_Given problem_: Rewrite the items from the line with "Target: cloudy sky" through the end of the items, requests included, adding 8 to every number in the coordinates. Leave the pictures out.

_Records_:
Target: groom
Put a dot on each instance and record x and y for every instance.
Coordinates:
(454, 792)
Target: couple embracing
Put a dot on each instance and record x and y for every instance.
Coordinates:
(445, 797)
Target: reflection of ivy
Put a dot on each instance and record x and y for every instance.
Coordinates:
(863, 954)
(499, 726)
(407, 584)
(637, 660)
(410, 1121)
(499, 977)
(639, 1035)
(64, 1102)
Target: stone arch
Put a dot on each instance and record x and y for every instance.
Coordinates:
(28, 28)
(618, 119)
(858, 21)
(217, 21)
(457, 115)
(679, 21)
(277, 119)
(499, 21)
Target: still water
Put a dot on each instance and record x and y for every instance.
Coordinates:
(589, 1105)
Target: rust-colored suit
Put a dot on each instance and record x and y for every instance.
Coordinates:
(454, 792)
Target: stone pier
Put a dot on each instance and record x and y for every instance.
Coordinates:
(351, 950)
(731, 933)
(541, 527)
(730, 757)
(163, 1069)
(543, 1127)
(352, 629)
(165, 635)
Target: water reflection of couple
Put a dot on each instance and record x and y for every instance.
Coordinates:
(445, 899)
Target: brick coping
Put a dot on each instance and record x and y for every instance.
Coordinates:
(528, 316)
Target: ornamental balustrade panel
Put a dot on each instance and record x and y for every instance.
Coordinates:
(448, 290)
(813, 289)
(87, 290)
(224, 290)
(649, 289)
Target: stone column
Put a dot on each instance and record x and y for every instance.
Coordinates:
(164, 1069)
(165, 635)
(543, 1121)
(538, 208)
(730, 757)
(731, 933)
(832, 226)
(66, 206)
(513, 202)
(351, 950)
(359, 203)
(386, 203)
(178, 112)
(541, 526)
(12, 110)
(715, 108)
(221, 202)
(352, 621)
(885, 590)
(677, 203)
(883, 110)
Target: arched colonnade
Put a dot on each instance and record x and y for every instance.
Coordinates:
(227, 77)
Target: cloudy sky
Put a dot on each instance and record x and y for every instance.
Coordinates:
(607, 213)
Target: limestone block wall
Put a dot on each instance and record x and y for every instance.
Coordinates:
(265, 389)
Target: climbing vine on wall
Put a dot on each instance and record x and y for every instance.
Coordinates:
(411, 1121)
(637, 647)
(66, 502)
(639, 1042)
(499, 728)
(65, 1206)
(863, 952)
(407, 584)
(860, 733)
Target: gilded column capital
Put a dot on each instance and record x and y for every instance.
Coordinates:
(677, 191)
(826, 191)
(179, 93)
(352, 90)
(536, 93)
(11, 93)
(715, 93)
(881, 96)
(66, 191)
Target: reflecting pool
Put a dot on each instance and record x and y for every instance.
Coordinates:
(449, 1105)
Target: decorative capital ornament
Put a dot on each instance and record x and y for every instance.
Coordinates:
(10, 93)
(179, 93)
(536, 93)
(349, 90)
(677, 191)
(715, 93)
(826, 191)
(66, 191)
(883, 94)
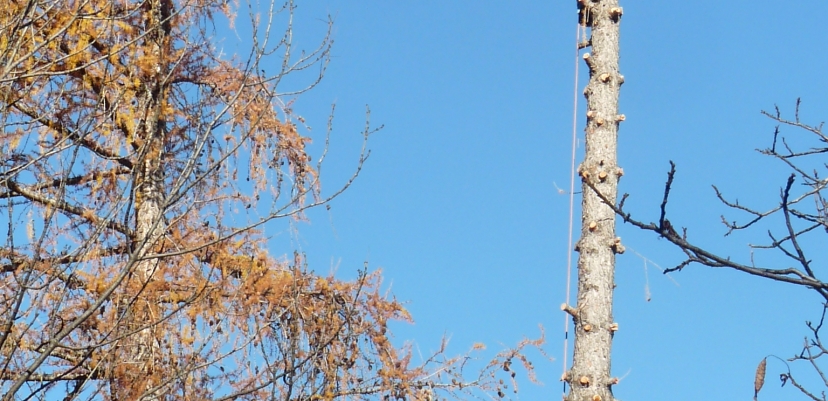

_Task result_:
Target: cloudy sky
Put a dot on each instance and record x and y for every instance.
Coordinates:
(615, 221)
Target: limestone block wall
Put a dot on each instance and record x and y for every instance.
Coordinates:
(273, 397)
Target: climbing vine on wall
Put a dot on each instance and record x and y for every instance.
Coordinates:
(419, 1129)
(645, 655)
(74, 510)
(647, 1050)
(507, 736)
(73, 1214)
(871, 960)
(415, 592)
(868, 741)
Target: gilded column capital
Put a dot on each instance and record x and y for every instance.
Coordinates:
(685, 199)
(834, 199)
(187, 101)
(360, 98)
(544, 101)
(19, 101)
(723, 101)
(889, 104)
(74, 199)
Target: reflecting pool
Put a dot on each instance and record x and y for every instance.
Coordinates:
(457, 1113)
Target: decorative capital ornament
Put a dot on each instance and record x and y for every instance.
Coordinates:
(18, 101)
(187, 101)
(544, 101)
(357, 98)
(685, 199)
(723, 101)
(834, 199)
(74, 199)
(891, 102)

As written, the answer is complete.